● **EXCERPT TO READ**:
▽

The day's journey was not over by any manner of means, but so far as I personally was concerned its culminating moment passed when I walked out on the bridge timbers with that matter-of-fact young Royal Lancer. What followed thereafter was in the nature of a series of anticlimaxes, and yet we saw a bookful before we rode back to Soissons for a second night under bombardment in that sorely beset and beleaguered old city. Before heading back we cruised for ten kilometres beyond Noyon, going west by south toward Compiègne.

On this side jaunt we mostly skirted the river, which on our bank was comparatively calm but which upon the farther bank was being contended for at the bayonet's point by British and French against Germans. The sound of the cannonading never ceased for a moment, and as dusk came on the northern horizon was lit up with flickering waves of a sullen dull red radiance. The nearer we came to Compiègne the more numerous were the British, not in squads and detachments and bits of companies but in regiments and brigades which preserved their formations even though some of them had been reduced to skeletons of their former proportions. In the fields alongside the way the artillerymen were throwing up earthen banks for the guns; the infantrymen were making low sod walls behind which they would sleep that night and fight on the morrow. From every hand came the smell of brewing tea, for, battle or no battle, the Tommy would have his national beverage. The troop horses were being properly bestowed in the shaggly thickets, and camp fires threw off pungent smells of wood burning. For the first time in a long time the campaign was outdoors, under the skies.

△

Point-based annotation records
▽

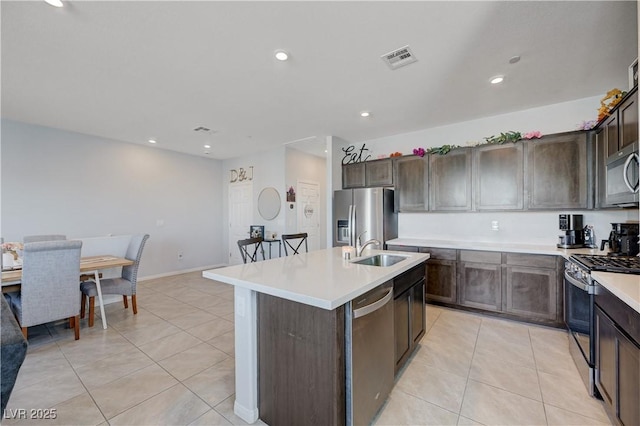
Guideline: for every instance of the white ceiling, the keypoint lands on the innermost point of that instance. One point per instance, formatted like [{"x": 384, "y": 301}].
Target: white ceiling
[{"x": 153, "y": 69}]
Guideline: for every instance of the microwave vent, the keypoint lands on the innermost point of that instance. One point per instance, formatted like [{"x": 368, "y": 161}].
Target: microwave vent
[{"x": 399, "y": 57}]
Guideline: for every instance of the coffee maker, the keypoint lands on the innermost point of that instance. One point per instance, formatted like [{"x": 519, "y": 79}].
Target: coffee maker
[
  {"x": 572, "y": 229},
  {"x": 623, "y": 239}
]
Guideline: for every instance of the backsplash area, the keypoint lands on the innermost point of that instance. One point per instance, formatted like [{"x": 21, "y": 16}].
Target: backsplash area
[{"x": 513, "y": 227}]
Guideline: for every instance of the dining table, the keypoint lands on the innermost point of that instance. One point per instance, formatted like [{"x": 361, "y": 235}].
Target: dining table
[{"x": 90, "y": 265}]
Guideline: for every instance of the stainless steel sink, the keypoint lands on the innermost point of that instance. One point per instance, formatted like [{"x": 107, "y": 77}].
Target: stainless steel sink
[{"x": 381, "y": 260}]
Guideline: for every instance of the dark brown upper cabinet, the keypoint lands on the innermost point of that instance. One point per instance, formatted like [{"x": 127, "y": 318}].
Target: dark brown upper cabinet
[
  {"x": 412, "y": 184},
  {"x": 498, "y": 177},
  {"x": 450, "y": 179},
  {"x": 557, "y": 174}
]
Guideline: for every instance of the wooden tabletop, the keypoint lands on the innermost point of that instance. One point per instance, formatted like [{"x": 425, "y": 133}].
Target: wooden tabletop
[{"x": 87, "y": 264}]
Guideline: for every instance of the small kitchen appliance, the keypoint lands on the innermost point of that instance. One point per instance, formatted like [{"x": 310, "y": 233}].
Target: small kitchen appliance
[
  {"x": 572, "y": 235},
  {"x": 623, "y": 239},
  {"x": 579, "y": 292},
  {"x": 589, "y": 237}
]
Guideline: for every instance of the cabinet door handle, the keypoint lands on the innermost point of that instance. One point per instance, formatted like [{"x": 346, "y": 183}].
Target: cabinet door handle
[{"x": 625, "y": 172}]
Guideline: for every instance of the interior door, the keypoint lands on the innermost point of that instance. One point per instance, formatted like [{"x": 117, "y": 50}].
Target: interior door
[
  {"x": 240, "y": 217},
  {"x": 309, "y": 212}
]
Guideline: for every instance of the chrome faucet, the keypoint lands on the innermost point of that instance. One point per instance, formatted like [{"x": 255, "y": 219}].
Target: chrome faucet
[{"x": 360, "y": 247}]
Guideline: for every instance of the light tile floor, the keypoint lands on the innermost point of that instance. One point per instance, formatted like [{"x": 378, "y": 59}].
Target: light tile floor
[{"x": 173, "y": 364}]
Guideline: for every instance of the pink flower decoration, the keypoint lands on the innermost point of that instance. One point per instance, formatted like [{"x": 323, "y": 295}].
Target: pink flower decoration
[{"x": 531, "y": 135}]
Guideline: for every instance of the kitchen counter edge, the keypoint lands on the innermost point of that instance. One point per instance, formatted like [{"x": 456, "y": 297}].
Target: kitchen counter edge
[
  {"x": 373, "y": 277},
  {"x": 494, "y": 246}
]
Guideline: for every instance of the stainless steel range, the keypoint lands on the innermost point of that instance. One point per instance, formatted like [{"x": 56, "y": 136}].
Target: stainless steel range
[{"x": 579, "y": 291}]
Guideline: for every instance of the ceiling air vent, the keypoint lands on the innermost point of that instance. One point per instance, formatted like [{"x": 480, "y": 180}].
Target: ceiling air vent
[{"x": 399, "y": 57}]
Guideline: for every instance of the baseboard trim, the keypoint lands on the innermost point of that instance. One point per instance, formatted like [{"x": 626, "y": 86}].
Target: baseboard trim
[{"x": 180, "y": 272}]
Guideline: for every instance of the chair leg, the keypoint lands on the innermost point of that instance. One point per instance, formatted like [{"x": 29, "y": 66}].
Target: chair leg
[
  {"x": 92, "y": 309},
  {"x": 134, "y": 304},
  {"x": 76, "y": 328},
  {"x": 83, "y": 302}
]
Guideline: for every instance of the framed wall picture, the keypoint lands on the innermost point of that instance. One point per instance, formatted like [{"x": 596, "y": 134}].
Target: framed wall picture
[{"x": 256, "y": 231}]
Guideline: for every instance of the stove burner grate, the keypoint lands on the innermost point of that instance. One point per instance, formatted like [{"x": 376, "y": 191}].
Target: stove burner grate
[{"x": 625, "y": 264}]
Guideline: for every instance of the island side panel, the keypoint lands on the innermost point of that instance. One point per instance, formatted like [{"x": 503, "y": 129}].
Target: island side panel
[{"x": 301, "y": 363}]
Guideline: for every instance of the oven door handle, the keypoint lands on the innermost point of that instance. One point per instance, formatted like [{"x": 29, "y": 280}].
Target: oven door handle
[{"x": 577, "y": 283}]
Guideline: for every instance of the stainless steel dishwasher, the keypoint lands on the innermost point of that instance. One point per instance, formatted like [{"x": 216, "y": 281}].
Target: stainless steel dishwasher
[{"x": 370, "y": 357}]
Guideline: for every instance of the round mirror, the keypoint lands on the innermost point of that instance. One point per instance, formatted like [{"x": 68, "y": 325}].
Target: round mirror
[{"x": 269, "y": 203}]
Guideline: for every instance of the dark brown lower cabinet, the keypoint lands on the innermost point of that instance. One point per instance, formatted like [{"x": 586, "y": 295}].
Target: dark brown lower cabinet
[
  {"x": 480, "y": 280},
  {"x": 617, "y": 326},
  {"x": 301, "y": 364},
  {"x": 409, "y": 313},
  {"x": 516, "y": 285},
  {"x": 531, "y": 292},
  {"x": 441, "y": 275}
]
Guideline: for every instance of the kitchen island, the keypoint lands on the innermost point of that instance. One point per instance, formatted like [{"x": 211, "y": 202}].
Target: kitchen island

△

● **THINGS TO DO**:
**A)** Please quote the account of the ride toward Compiègne word for word, starting at the words containing "The day's journey" and ending with "south toward Compiègne.".
**B)** In the account of the ride toward Compiègne, what were the infantrymen making in the fields alongside the way?

● **ANSWERS**:
**A)**
The day's journey was not over by any manner of means, but so far as I personally was concerned its culminating moment passed when I walked out on the bridge timbers with that matter-of-fact young Royal Lancer. What followed thereafter was in the nature of a series of anticlimaxes, and yet we saw a bookful before we rode back to Soissons for a second night under bombardment in that sorely beset and beleaguered old city. Before heading back we cruised for ten kilometres beyond Noyon, going west by south toward Compiègne.

**B)** Low sod walls, behind which they would sleep that night and fight on the morrow.